Task A
From the forum thread on SQL cluster disaster recovery, put this sentence into Spanish: "Scenario is site 1 is completely gone forever."
Task B
Write out the stretch of the forum thread on SQL cluster disaster recovery from "So, 2 nodes" through "the WSFC in?", switching "DR monkey" to "on-call admin".

* START Document segment *

July 25, 2023 at 8:58 am
I'm trying to write a DR doc with no test system for someone with no experience of SQL / clustering. I know! Don't ask. It's a weird old place where I work but they pay, I do.
So, 2 nodes at site 1. 2 at site 2. 2016. AG. WSFC underlying on 2016. File share witness at site 1.
Scenario is site 1 is completely gone forever.
DR monkey logs onto site 2. What state is the WSFC in?
July 25, 2023 at 3:37 pm
The cluster is more than likely failed, you will have to force quorum. 2012 R2 introduced dynamic quorum, but it can't lose most of the votes at the same time. The design and scenario means that the DR plan will also have to plan for restoring the original site as it could cause split brain in the cluster if it is not brought back 'correctly.'
July 25, 2023 at 8:17 pm
On your DR Doc, I would document what the role is of Each server then in what order they will take in the event of a failure. ie how to promote to primary etc...

* END Document segment *
* START Information given *

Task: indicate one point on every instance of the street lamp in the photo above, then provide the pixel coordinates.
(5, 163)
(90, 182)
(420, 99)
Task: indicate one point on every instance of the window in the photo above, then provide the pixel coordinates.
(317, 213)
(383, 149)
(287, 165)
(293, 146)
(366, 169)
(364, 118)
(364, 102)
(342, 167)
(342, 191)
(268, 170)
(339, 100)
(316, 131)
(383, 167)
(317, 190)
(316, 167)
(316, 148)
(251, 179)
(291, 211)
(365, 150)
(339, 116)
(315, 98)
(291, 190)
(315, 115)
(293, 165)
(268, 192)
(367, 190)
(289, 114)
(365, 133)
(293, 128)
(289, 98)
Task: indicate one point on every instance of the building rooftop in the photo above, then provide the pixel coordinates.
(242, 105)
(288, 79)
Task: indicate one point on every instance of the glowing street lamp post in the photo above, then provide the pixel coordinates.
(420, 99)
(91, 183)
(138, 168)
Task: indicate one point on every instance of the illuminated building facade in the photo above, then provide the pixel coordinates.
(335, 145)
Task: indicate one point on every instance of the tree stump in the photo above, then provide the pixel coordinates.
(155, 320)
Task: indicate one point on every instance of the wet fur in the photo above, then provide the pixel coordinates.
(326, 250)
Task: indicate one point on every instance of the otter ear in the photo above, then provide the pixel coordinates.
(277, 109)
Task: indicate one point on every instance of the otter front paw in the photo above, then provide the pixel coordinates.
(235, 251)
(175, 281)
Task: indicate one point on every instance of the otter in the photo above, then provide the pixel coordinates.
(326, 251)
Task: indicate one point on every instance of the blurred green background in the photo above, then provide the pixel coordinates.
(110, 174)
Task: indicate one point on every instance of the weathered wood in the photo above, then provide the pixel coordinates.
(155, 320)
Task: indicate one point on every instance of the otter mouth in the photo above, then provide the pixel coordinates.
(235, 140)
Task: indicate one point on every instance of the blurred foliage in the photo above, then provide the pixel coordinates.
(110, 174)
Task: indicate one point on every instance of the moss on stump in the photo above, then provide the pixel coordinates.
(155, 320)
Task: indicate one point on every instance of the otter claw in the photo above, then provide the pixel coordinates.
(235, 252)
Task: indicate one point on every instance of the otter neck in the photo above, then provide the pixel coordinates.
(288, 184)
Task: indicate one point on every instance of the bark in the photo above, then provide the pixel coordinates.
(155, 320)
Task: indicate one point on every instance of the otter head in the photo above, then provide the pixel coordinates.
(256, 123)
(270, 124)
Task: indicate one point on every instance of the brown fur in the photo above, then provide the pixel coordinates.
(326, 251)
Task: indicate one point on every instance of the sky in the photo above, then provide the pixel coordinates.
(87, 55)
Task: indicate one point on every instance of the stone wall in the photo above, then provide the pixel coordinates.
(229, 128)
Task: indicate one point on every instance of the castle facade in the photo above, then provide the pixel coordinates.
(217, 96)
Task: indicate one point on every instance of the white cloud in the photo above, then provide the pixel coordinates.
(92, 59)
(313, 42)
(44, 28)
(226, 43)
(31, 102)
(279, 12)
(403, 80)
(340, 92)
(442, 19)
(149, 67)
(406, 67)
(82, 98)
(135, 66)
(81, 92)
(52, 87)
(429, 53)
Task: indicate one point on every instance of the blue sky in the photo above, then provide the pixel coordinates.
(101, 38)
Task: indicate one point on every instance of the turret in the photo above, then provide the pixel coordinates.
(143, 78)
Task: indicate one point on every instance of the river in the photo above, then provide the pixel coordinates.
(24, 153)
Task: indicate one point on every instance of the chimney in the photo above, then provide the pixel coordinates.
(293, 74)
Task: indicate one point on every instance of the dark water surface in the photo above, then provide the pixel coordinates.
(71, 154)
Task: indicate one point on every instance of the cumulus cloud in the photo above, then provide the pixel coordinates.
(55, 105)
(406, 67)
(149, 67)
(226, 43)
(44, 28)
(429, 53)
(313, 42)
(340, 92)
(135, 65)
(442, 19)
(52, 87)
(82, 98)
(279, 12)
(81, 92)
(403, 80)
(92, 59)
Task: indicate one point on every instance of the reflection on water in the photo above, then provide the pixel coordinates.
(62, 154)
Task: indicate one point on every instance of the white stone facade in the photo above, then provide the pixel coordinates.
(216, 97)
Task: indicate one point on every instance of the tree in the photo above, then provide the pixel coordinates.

* END Information given *

Task result A
El escenario es que el sitio 1 ha desaparecido por completo y para siempre.

Task result B
So, 2 nodes at site 1. 2 at site 2. 2016. AG. WSFC underlying on 2016. File share witness at site 1.
Scenario is site 1 is completely gone forever.
on-call admin logs onto site 2. What state is the WSFC in?